→ **Stated task**
Please report every line of the listing below that contains the word "siding", copying each such line in full. Case counts.

[START OF Excerpted data]

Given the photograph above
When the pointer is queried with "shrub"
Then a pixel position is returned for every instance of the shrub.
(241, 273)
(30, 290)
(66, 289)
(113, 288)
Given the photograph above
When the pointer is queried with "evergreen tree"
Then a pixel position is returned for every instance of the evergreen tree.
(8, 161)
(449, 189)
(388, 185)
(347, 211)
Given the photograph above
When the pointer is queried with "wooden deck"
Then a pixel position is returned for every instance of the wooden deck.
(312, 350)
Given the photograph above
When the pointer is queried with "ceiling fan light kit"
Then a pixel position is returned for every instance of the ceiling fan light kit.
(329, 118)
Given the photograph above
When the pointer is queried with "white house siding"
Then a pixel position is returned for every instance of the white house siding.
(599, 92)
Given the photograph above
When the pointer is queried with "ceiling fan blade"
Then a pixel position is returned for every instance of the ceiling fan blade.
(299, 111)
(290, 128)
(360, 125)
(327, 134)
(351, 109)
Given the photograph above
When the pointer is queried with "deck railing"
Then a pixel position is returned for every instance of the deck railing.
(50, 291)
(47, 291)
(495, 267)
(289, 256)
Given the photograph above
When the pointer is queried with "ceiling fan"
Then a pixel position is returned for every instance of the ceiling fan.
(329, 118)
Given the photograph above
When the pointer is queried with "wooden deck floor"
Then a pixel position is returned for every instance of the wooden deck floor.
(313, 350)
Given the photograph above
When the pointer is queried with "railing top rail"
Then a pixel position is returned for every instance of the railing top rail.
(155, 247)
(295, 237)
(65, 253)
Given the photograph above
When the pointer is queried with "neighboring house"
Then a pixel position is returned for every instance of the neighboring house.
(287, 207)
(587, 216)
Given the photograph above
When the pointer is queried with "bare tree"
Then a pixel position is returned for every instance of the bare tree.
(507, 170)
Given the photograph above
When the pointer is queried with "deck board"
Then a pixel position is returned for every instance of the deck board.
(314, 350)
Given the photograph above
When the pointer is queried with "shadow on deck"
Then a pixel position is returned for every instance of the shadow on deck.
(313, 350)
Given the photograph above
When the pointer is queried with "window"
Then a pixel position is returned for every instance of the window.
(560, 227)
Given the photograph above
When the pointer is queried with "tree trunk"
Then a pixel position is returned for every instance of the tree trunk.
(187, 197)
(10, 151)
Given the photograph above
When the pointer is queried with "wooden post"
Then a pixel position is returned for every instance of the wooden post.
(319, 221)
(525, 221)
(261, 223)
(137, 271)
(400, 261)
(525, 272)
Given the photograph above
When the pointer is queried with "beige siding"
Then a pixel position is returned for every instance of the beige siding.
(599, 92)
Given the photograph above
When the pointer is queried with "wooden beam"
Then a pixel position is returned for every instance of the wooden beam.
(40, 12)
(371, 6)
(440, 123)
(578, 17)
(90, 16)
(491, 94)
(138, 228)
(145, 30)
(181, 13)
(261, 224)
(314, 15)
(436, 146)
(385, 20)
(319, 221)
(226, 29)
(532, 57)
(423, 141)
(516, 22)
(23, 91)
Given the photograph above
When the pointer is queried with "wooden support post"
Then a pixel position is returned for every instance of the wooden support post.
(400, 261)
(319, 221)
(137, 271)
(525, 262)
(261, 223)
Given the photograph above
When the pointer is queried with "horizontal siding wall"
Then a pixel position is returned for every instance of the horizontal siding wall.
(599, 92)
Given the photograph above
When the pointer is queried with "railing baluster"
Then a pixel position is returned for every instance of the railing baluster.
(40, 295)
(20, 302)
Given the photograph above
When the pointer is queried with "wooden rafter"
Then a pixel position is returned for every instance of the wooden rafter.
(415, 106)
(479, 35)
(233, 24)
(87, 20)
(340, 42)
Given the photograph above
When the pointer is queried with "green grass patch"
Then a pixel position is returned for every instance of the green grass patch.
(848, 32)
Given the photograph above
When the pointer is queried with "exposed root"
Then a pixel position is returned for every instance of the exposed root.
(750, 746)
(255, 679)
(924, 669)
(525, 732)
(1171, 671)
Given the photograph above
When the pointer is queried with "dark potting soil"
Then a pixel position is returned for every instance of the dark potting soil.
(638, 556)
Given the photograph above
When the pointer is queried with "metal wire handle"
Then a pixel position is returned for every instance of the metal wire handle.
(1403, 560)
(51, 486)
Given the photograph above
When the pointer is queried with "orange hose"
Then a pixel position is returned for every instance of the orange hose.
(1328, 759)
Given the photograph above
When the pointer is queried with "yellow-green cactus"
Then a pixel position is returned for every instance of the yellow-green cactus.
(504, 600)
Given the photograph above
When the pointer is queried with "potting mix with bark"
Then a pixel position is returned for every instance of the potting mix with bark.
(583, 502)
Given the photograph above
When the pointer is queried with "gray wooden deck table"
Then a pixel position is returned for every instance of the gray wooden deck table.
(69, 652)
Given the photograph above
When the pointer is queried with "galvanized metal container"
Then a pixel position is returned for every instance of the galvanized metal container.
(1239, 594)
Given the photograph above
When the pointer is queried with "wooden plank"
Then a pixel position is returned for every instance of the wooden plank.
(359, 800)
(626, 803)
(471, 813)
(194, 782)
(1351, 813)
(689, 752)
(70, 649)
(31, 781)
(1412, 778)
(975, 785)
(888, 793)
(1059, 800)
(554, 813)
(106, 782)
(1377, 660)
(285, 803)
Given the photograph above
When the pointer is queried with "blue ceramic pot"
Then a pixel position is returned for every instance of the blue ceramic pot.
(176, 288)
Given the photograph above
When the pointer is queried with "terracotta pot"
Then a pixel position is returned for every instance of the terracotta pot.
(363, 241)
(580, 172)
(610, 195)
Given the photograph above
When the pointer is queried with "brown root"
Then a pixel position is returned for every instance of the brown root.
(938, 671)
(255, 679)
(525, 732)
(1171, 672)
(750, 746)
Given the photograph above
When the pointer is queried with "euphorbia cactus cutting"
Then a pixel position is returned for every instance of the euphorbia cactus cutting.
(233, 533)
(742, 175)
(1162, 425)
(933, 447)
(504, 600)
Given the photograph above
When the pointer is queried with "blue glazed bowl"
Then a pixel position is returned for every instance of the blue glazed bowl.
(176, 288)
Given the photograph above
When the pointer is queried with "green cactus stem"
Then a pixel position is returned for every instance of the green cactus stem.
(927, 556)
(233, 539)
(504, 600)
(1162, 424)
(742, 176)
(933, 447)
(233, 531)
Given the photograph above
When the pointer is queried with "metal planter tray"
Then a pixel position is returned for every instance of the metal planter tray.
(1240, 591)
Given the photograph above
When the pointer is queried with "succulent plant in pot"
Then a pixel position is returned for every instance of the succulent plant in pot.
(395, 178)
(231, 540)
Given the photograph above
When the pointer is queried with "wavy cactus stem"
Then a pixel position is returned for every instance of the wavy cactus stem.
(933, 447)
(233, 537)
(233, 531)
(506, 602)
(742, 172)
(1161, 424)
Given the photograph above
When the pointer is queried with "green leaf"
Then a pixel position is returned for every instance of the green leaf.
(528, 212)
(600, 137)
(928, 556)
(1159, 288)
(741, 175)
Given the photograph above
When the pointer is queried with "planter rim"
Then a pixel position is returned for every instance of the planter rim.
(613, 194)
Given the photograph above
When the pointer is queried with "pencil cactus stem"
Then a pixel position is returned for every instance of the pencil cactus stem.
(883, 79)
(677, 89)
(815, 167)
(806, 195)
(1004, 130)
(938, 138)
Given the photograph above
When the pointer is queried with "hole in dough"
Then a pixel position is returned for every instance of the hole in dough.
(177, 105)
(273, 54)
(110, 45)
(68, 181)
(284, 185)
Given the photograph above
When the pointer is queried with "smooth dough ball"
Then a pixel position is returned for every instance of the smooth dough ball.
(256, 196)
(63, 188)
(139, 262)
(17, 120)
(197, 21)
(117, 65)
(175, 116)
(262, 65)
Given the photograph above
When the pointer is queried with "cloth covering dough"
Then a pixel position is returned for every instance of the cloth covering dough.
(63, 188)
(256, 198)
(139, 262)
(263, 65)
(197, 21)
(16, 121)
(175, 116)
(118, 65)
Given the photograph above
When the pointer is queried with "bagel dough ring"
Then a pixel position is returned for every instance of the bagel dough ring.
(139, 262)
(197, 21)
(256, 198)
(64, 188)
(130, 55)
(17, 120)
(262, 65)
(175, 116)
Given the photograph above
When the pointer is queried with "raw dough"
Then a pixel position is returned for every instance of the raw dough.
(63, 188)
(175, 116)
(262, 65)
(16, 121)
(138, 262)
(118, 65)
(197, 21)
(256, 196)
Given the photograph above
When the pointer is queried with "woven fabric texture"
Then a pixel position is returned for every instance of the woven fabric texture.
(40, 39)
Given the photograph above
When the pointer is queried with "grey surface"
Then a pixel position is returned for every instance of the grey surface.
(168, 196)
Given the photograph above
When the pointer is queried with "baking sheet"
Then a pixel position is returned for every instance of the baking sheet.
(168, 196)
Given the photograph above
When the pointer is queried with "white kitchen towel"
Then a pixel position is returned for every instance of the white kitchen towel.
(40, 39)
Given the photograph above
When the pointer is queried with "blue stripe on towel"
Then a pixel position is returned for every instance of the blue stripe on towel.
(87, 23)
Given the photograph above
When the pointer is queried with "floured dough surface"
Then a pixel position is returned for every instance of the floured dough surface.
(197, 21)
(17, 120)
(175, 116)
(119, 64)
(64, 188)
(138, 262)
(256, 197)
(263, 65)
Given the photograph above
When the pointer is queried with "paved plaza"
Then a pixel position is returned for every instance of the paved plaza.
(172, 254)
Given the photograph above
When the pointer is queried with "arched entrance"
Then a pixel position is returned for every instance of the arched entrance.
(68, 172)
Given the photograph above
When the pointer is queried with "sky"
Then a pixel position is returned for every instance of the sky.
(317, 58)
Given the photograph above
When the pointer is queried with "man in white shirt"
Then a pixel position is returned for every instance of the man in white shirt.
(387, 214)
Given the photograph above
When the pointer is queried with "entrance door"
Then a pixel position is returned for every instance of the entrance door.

[END OF Excerpted data]

→ **Answer**
When the pointer is queried with "white house siding"
Then a pixel position is returned for every instance of the white house siding.
When the pointer is queried with "beige siding"
Then a pixel position is returned for every instance of the beige siding.
When the pointer is queried with "horizontal siding wall"
Then a pixel position is returned for every instance of the horizontal siding wall.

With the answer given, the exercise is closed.